◆ Task objective
Go through the material below and count the lines containing the word "gravel". Give that number by itself.

START Given records

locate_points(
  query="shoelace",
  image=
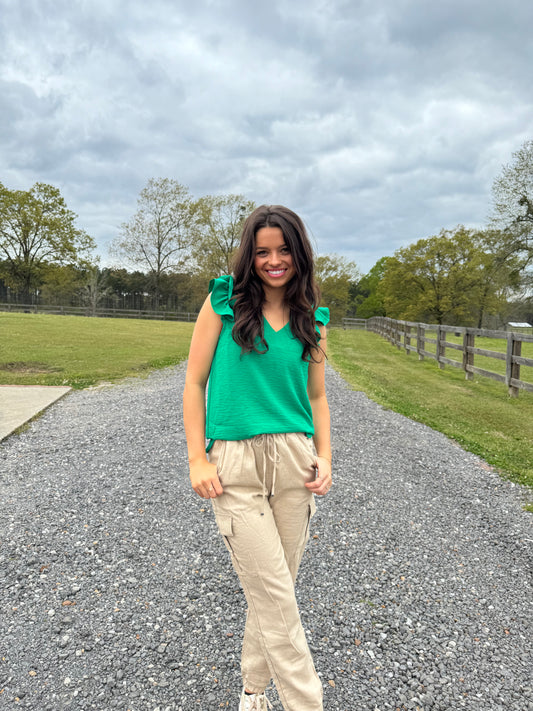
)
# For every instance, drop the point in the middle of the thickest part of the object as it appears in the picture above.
(260, 703)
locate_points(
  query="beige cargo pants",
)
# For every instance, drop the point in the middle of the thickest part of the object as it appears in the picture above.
(263, 516)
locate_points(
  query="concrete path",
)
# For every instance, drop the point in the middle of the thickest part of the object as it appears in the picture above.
(19, 403)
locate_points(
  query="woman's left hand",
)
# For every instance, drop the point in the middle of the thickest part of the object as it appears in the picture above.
(322, 484)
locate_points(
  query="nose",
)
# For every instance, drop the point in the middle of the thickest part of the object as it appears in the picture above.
(275, 258)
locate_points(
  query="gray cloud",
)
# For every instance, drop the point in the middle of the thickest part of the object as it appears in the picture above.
(380, 123)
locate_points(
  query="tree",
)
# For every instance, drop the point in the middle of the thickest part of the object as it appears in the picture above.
(367, 296)
(218, 227)
(158, 236)
(36, 230)
(437, 279)
(335, 276)
(95, 289)
(513, 190)
(512, 194)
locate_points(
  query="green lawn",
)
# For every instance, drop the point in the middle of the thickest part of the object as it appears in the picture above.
(478, 414)
(39, 349)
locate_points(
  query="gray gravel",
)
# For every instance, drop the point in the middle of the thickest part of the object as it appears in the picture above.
(117, 593)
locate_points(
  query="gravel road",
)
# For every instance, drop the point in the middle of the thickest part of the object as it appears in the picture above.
(116, 592)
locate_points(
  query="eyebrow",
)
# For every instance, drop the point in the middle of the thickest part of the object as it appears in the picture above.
(284, 244)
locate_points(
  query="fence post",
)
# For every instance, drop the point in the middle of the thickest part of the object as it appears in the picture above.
(512, 370)
(440, 348)
(420, 333)
(468, 358)
(407, 339)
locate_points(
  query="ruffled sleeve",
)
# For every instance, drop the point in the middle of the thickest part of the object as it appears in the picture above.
(221, 290)
(321, 316)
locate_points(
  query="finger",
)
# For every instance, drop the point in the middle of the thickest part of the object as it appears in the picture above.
(217, 487)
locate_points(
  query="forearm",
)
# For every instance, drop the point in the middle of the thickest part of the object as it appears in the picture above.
(194, 420)
(321, 422)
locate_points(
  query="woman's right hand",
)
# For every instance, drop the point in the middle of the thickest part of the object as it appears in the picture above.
(204, 479)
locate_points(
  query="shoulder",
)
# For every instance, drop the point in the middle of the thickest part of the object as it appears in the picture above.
(322, 315)
(221, 291)
(322, 320)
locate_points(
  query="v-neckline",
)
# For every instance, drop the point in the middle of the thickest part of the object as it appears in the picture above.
(272, 328)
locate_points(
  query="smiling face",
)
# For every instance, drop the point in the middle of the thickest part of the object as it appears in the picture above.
(273, 261)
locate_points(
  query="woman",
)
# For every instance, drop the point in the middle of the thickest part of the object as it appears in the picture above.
(260, 339)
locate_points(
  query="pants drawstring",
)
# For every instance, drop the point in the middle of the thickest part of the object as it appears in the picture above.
(270, 452)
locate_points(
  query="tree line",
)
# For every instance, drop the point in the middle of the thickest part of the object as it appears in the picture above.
(174, 244)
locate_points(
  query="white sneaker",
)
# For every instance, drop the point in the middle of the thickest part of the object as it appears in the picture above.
(254, 702)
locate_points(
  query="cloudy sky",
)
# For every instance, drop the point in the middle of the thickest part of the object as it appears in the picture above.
(380, 122)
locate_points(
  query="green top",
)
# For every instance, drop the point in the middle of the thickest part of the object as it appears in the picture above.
(256, 393)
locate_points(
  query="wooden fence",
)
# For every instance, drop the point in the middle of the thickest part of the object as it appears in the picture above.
(107, 313)
(413, 338)
(359, 323)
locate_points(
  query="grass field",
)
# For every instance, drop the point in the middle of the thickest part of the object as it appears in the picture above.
(478, 414)
(38, 349)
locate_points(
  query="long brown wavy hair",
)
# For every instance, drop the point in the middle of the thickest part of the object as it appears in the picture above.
(302, 294)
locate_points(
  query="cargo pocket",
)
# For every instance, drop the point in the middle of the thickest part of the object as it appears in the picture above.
(225, 527)
(311, 510)
(218, 453)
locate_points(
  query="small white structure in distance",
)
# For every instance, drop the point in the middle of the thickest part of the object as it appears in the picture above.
(512, 325)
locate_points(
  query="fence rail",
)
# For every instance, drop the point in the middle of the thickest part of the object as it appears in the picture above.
(354, 323)
(101, 312)
(412, 337)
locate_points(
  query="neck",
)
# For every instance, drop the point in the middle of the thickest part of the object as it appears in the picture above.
(274, 298)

END Given records

◆ Response for this exercise
2